== Supplied entries ==
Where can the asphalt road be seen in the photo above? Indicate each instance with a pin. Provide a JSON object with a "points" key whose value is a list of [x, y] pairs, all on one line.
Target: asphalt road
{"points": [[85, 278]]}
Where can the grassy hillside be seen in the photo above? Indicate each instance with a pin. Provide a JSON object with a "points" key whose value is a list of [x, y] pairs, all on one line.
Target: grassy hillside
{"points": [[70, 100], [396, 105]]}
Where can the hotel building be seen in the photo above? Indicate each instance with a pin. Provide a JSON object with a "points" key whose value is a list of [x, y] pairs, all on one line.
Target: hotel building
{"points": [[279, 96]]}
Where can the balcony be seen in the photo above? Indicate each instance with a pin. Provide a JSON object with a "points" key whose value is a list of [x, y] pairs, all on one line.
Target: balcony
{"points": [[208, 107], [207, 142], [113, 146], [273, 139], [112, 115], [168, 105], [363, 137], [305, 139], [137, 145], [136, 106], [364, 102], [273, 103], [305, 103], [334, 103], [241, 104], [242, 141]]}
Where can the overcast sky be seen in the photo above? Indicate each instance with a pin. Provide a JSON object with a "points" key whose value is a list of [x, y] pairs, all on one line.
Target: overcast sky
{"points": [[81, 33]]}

== Work request ==
Copy out the entries above exactly as given, starting at the top and ending with the line containing "Where can the grassy"; include both and nothing more.

== Finished task ==
Where can the asphalt road be seen in the photo above? Indicate each instance with a pin. Provide a JSON object with a "points" key whose value is a list of [x, y] pairs, all on one line.
Target: asphalt road
{"points": [[85, 278]]}
Where can the grassy hillside be seen in the photo above? Indicate each instance with a pin. Provide a JSON object with a "points" key whose value is a list of [x, y] pairs, all on one line.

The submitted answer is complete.